- DATA SHOWN -
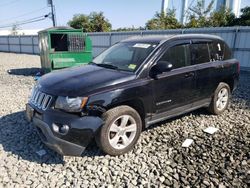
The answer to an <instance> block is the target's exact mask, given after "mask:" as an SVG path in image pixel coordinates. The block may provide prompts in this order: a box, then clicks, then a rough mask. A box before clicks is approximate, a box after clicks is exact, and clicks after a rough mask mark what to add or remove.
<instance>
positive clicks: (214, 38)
mask: <svg viewBox="0 0 250 188" xmlns="http://www.w3.org/2000/svg"><path fill="white" fill-rule="evenodd" d="M169 39H213V40H215V39H219V40H222V38H221V37H218V36H216V35H207V34H177V35H151V36H139V37H138V36H137V37H131V38H128V39H125V40H122V42H141V43H147V42H148V43H162V42H165V41H167V40H169Z"/></svg>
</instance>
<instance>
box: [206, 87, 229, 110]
mask: <svg viewBox="0 0 250 188" xmlns="http://www.w3.org/2000/svg"><path fill="white" fill-rule="evenodd" d="M229 99H230V87H229V86H228V84H226V83H220V84H219V85H218V87H217V89H216V90H215V92H214V96H213V98H212V101H211V103H210V106H209V108H208V109H209V111H210V112H211V113H212V114H215V115H219V114H222V113H223V112H224V111H225V110H226V109H227V108H228V105H229Z"/></svg>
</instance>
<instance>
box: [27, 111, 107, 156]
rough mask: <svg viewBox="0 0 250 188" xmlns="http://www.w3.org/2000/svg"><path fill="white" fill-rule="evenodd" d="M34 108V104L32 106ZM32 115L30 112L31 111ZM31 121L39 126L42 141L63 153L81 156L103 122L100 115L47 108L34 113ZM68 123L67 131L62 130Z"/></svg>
mask: <svg viewBox="0 0 250 188" xmlns="http://www.w3.org/2000/svg"><path fill="white" fill-rule="evenodd" d="M30 107H31V108H32V106H30ZM29 115H30V113H29ZM29 121H30V122H32V123H33V125H34V126H35V127H36V128H37V131H38V134H39V136H40V138H41V140H42V142H43V143H44V144H45V145H47V146H48V147H49V148H51V149H53V150H55V151H56V152H58V153H59V154H61V155H67V156H81V154H82V152H83V151H84V150H85V148H86V147H87V145H88V144H89V143H90V142H91V141H93V138H94V136H95V134H96V131H97V130H98V129H99V127H100V126H101V125H102V124H103V121H102V120H101V118H99V117H93V116H84V117H79V116H77V115H72V114H68V113H65V112H60V111H55V110H46V111H45V112H44V113H42V114H41V113H39V112H38V111H36V110H34V113H33V115H32V117H31V118H29ZM63 125H67V126H68V127H69V129H68V130H67V132H66V133H65V132H60V126H63Z"/></svg>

- REQUIRED ACTION -
The whole listing must be restated word for word. Leave out any pictures.

- OUTPUT OF THE EXERCISE -
The answer to an <instance> block is the target's exact mask, given after "mask:" as an SVG path in image pixel coordinates. The block may provide prompts in this order: a box, then clicks, then a rough mask. A box before clicks is approximate, a box after clicks is exact, and clicks after a rough mask mark what to add or remove.
<instance>
positive clicks: (214, 38)
mask: <svg viewBox="0 0 250 188" xmlns="http://www.w3.org/2000/svg"><path fill="white" fill-rule="evenodd" d="M169 39H213V40H215V39H219V40H222V38H221V37H218V36H216V35H207V34H177V35H151V36H139V37H138V36H137V37H131V38H128V39H125V40H122V42H141V43H147V42H148V43H162V42H165V41H167V40H169Z"/></svg>
</instance>
<instance>
box: [206, 87, 229, 110]
mask: <svg viewBox="0 0 250 188" xmlns="http://www.w3.org/2000/svg"><path fill="white" fill-rule="evenodd" d="M229 99H230V87H229V86H228V84H226V83H220V84H219V85H218V87H217V89H216V90H215V92H214V96H213V98H212V101H211V103H210V106H209V108H208V109H209V111H210V112H211V113H212V114H215V115H219V114H222V113H223V112H224V111H225V110H226V109H227V108H228V105H229Z"/></svg>
</instance>
<instance>
box: [27, 111, 107, 156]
rough mask: <svg viewBox="0 0 250 188" xmlns="http://www.w3.org/2000/svg"><path fill="white" fill-rule="evenodd" d="M34 108V104L32 106ZM32 115L30 112L31 111ZM31 121L39 126L42 141L63 153L81 156L103 122L100 115L47 108L34 113ZM68 123L67 131L62 130Z"/></svg>
mask: <svg viewBox="0 0 250 188" xmlns="http://www.w3.org/2000/svg"><path fill="white" fill-rule="evenodd" d="M30 107H31V108H32V106H30ZM29 115H30V113H29ZM29 121H30V122H32V123H33V125H34V126H35V127H36V128H37V131H38V134H39V136H40V138H41V140H42V142H43V143H44V144H45V145H47V146H48V147H49V148H51V149H53V150H55V151H56V152H58V153H59V154H61V155H67V156H81V154H82V152H83V151H84V150H85V148H86V147H87V145H88V144H89V143H90V142H91V141H93V138H94V136H95V134H96V131H97V130H98V129H99V127H100V126H101V125H102V124H103V121H102V120H101V118H99V117H93V116H84V117H79V116H77V115H72V114H68V113H65V112H60V111H55V110H46V111H45V112H44V113H42V114H41V113H39V112H38V111H36V110H34V113H33V115H32V117H31V118H29ZM63 125H67V126H68V127H69V129H68V130H67V132H66V133H65V132H60V126H63Z"/></svg>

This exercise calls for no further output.